> LIST OF TASKS:
- 1) Rewrite the stretch of the concert review from "Certainly, it is" through "something over time?", changing "applause" to "cheering".
- 2) Extend the concert review beyond its final sentence.

> TEXT UNDER STUDY:
A broken cello string well into Dutilleux’s cello concerto occasioned a quick switch with the second chair cellist. Shortly after the restart, soloist Zuill Bailey left the stage, only to return with a new string for his own instrument. Meanwhile, Benjamin Zander entertained with stories of bows flying and strings popping, lending welcome levity to the Saturday evening concert.
On the intended side, Zander led the Boston Philharmonic at Jordan Hall in French and English music dating back a century or so. Claude Debussy’s Prélude à L’aprés-midi d’un faune and Henri Dutilleux’s Tout un Monde Lointain…found artistic shine, while William Walton’s Scapino Overture and Edward Elgar’s Enigma Variations bathed in symphonic lore.
Filling the stage in formal black attire, the Boston Philharmonic, under the baton grandeur of Zander, would prompt thoughts of yesteryear and a tradition of music making still alive, but not necessarily thriving. Noticeably visible were many seats left unoccupied—conjecture, though, might have it that other reasons would be at play. It should be pointed out that the same concert was given the previous Thursday evening and that another would be given the following Sunday.
Certainly, it is difficult at best to try and guess an audience’s real feel for a program, a performance, or a piece. Yet one wonders why so little applause followed the Debussy and, it seemed, even less for the Walton. Have we heard the Frenchman’s Faun masterpiece too often by now? Has the Englishman’s comedic Scapino lost something over time?
Yet, for the newest piece on the block, the Dutilleux, there was. in fact, a standing ovation. Was it for standout cellist Zuill Bailey who miraculously conjured a whole world away, one that an experienced yet perplexed concert goer grasped only as “extraterrestrial?” In his program note—itself demanding some kind of standing O—David St. George reveals, “On the title page of the score the composer gives a slightly fuller quote: ‘Tout un Monde Lointain, absent, Presque defunt’ (‘A whole world away, distant, almost dead’).”

> SOURCE MATERIAL:
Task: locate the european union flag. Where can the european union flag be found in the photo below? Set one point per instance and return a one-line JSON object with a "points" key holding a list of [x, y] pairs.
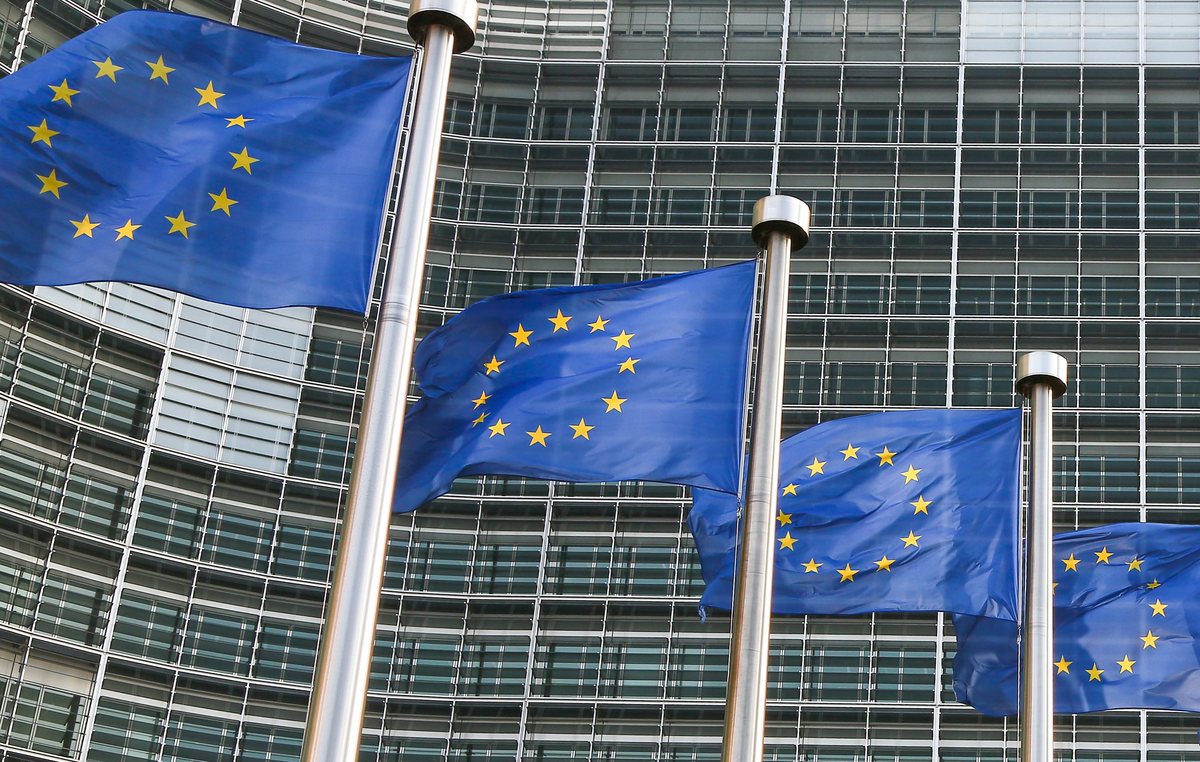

> ANSWERS FOR EACH ITEM:
- 1)
Certainly, it is difficult at best to try and guess an audience’s real feel for a program, a performance, or a piece. Yet one wonders why so little cheering followed the Debussy and, it seemed, even less for the Walton. Have we heard the Frenchman’s Faun masterpiece too often by now? Has the Englishman’s comedic Scapino lost something over time?

- 2)
For me, privileged as a young student in Paris to attend several of his Saturday morning composition seminars at the École Normale Supérieure, this Dutilleux is a transitional work. While its timbral and harmonic language illumine, tinges of Viennese Expressionism coupled with metric rhythm darken, if not slightly contradict.
Cello soloist Bailey drew the best out of this work, creating ethereal poignancy, purifying rapture, and sustaining compelling intrigue.
The Philharmonic flourished with the many plush, complex orchestral textures inhabiting the near half-hour score.

Debussy on the whole expounded on architecture rather than summoning French atmospheric dreaming. Wafting through, though, wind solos felt like soft embracing streamers in a spring dreamscape.
On the English side came Sir William’s Scapino Overture, a wakeup call, as it were, after intermission. The high speed, high volume, big orchestra piece blazed away. While the Boston Philharmonic once again displayed elevated rituals of artistry appropriate for the overture, very little came of all of it. Why? Walton’s “I-am-one-move-ahead-of-you” wound up being more fatiguing, if not unsurprising, once the listener caught up and caught on.
Elgar’s Enigma Variations fit right into that look back in time—and for the best. Approaching the final destination of those 14 variations which inevitably evoke graduation time, those sonic shadows made for genuine poetry, a glowing and warm. Once again with the orchestra shining in symphonic affect, there was specter of overdoing it. Relaxation and reflection—relief in a word—almost went missing, and when hushed passages were delivered by the Philharmonic, how relished they were.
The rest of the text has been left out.